> _Podany tekst_:
Wątek Lavendy

Refleksje, dzielenie się swoimi przeżyciami...

Moderator: Moderatorzy

Lavenda
Posty: 285
Rejestracja: 05 wrz 2017, 14:14
Jestem: w kryzysie małżeńskim
Płeć: Kobieta

Re: Wątek Lavendy

Post autor: Lavenda »

Moja teściowa dalej robi cyrk...powiedziała do moich rodziców...że ma podejrzenia, że nasz 2 letni syn nie jest jej wnukiem, bo był u mnie niby w tamtym czasie co zaszlam w ciążę, mój kolega...ręce opadają...mąż wątpliwości nie ma co do ojcostwa i chyba mu trochę wstyd za mamusie...
Aż strach pomyśleć co usłyszę w sądzie jak teściowa będzie zeznawać jako świadek męża...
MareS
Posty: 232
Rejestracja: 05 lut 2017, 22:22
Jestem: po orzeczonej nieważności małżeństa
Płeć: Mężczyzna

Re: Wątek Lavendy

Post autor: MareS »

> _Zapisane informacje_:
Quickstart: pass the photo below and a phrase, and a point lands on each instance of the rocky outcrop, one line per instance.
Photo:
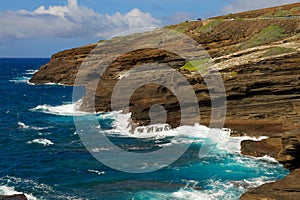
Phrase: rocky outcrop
(13, 197)
(284, 147)
(285, 189)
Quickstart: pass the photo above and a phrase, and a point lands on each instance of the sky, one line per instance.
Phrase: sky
(39, 28)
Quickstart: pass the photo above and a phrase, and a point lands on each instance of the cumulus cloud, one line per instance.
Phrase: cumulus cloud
(245, 5)
(70, 20)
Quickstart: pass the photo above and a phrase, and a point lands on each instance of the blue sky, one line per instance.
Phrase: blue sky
(39, 28)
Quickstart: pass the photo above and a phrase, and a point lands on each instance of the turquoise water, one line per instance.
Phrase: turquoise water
(43, 156)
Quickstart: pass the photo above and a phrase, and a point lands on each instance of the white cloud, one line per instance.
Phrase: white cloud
(245, 5)
(71, 20)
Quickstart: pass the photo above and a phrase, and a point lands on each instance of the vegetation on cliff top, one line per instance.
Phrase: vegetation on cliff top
(270, 34)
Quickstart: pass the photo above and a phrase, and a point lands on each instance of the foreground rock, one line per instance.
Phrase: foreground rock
(285, 189)
(285, 147)
(13, 197)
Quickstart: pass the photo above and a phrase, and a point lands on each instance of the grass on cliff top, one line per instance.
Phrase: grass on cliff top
(270, 34)
(278, 51)
(211, 25)
(196, 65)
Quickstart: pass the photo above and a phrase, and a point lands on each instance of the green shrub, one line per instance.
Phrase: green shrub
(211, 25)
(196, 65)
(270, 34)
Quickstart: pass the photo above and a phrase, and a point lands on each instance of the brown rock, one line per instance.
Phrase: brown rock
(284, 147)
(285, 189)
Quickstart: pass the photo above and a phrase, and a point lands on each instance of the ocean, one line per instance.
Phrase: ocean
(43, 156)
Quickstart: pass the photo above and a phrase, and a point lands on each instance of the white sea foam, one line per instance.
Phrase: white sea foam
(24, 126)
(6, 190)
(44, 142)
(31, 71)
(50, 83)
(221, 139)
(8, 183)
(63, 110)
(96, 172)
(23, 79)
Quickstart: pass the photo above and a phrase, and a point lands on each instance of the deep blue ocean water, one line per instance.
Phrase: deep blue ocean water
(42, 156)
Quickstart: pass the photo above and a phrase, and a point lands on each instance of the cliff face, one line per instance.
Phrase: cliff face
(257, 54)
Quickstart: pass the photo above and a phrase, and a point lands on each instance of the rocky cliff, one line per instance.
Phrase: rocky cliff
(257, 55)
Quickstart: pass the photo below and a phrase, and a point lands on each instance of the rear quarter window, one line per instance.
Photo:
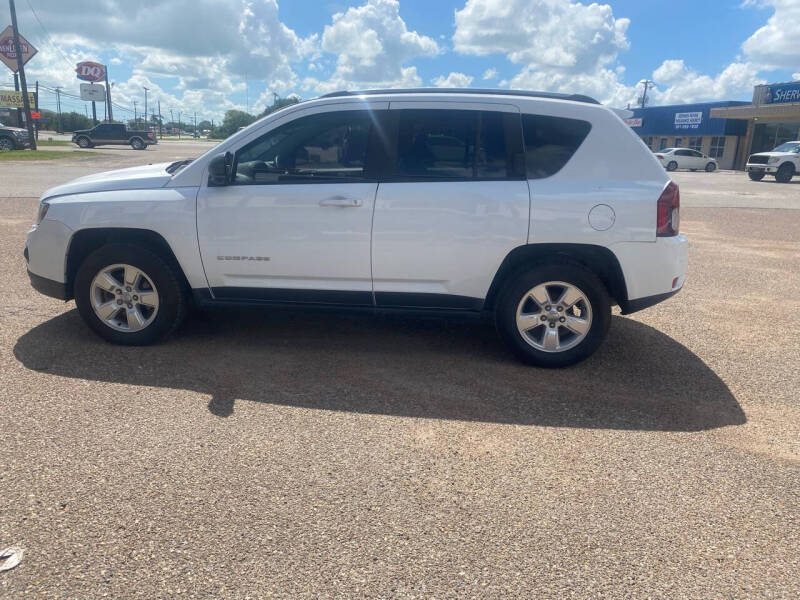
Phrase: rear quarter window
(550, 142)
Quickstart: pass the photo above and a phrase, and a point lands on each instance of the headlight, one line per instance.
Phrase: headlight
(43, 208)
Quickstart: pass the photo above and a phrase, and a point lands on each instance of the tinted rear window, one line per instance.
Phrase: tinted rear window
(441, 144)
(550, 142)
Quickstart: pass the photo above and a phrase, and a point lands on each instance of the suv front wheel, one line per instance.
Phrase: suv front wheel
(554, 315)
(129, 295)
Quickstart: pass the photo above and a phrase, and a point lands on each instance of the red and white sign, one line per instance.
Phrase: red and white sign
(8, 53)
(90, 71)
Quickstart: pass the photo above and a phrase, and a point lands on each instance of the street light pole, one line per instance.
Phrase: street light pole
(26, 104)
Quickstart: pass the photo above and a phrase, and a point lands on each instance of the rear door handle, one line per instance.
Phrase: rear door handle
(341, 201)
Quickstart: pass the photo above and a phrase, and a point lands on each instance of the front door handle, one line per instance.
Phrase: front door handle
(341, 201)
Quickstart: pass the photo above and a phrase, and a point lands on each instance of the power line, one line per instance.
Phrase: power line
(47, 35)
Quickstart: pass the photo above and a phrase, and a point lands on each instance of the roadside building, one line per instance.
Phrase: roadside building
(770, 120)
(692, 126)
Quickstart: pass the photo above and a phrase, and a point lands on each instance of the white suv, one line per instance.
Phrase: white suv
(539, 210)
(783, 162)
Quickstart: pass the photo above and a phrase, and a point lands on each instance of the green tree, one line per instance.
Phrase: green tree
(234, 119)
(279, 104)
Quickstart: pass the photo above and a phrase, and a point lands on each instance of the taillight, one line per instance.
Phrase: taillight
(668, 211)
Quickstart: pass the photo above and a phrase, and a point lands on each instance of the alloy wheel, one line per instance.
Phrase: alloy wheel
(554, 316)
(124, 298)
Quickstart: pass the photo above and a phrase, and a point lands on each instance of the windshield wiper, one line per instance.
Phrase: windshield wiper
(178, 164)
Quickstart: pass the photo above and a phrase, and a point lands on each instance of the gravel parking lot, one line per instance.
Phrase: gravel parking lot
(308, 456)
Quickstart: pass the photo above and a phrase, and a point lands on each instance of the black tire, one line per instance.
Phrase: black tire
(172, 298)
(518, 286)
(785, 173)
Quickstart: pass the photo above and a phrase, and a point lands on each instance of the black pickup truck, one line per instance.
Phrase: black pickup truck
(13, 138)
(107, 134)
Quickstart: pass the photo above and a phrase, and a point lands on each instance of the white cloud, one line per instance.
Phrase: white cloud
(456, 80)
(676, 83)
(207, 46)
(541, 33)
(775, 45)
(372, 46)
(566, 46)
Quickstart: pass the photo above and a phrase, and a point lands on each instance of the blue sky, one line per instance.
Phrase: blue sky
(194, 55)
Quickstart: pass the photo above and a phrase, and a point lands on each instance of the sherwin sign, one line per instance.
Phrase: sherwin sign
(781, 93)
(688, 120)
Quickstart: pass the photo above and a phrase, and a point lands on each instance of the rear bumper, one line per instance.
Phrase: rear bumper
(653, 271)
(631, 306)
(48, 287)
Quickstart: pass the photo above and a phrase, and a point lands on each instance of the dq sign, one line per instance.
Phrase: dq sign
(91, 71)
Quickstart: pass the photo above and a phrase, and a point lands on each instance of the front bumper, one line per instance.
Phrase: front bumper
(48, 287)
(760, 168)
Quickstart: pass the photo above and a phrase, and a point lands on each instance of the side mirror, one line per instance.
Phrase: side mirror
(219, 169)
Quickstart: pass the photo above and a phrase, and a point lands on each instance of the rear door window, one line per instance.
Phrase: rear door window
(437, 144)
(550, 142)
(324, 147)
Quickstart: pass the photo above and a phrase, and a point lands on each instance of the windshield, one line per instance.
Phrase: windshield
(788, 147)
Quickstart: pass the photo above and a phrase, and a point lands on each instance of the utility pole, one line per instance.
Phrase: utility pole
(643, 100)
(36, 103)
(58, 108)
(108, 99)
(145, 106)
(26, 104)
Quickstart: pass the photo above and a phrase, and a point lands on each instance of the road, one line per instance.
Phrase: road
(308, 456)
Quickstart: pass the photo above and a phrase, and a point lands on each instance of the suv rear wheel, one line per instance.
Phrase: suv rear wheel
(129, 295)
(554, 315)
(785, 173)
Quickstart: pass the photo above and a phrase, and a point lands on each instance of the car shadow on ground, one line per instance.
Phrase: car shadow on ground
(640, 379)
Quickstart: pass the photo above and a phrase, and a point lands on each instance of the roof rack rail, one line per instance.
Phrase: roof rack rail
(482, 91)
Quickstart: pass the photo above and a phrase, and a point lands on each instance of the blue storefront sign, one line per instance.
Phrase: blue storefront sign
(690, 119)
(780, 93)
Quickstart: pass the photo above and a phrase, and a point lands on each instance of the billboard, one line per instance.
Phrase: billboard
(93, 93)
(8, 53)
(12, 99)
(90, 71)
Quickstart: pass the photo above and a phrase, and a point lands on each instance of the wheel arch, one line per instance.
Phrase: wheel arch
(86, 241)
(599, 260)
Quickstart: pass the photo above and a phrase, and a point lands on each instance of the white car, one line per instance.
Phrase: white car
(783, 162)
(538, 210)
(686, 158)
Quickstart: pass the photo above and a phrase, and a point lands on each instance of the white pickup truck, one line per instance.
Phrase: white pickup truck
(783, 162)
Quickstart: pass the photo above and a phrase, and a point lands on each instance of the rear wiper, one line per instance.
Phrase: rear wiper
(178, 164)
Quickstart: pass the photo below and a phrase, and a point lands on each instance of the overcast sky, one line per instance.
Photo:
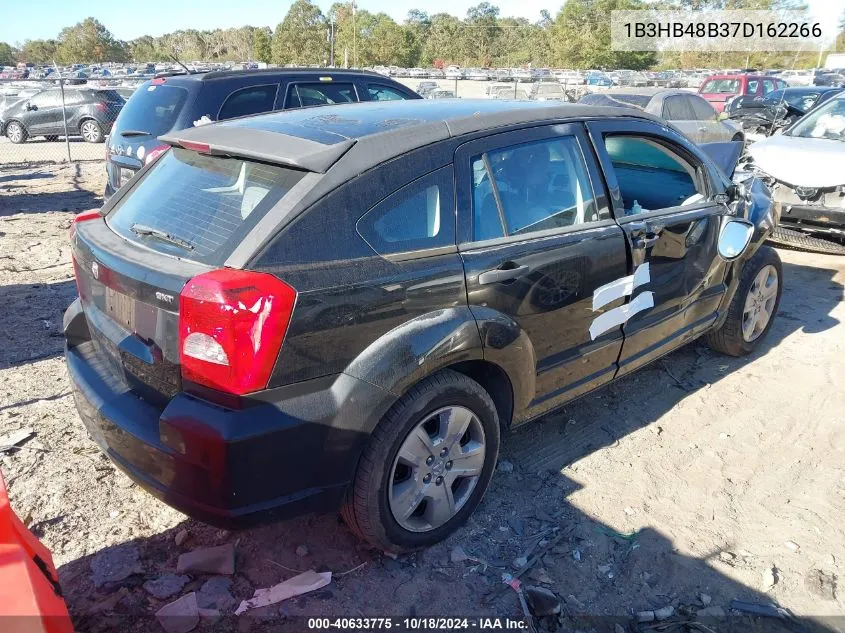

> _Zadanie do wykonania_: Wznów wątek z forum o kryzysie małżeńskim Lavendy i dopisz jego dalszy ciąg po ostatnich widocznych słowach. Materiał nie ma żadnego związku z podanym tekstem.

> _Wynik zadania_:
Lavenda pisze: 07 sty 2018, 23:04 Moja teściowa dalej robi cyrk...powiedziała do moich rodziców...że ma podejrzenia, że nasz 2 letni syn nie jest jej wnukiem, bo był u mnie niby w tamtym czasie co zaszlam w ciążę, mój kolega...ręce opadają...mąż wątpliwości nie ma co do ojcostwa i chyba mu trochę wstyd za mamusie...
Aż strach pomyśleć co usłyszę w sądzie jak teściowa będzie zeznawać jako świadek męża...
Lavenda uspokój się. Jeżeli nie zgadzasz się na rozwód to pierwsza rozprawa rozprawa potrwa max 15 minut. Sędzia zapyta o stanowisko, ewentualnie o możliwość mediacji. Jeśli mąż nadal będzie chciał rozwodu to będzie musiał zmienić pozew na rozwód z Twojej winy. Sędzia wyznaczy termin kolejnej rozprawy i da termin na przygotowanie świadków i dowodów.
Ja już 1,5 roku nie zgadzam się na rozwód ale żona prze do niego jak taran.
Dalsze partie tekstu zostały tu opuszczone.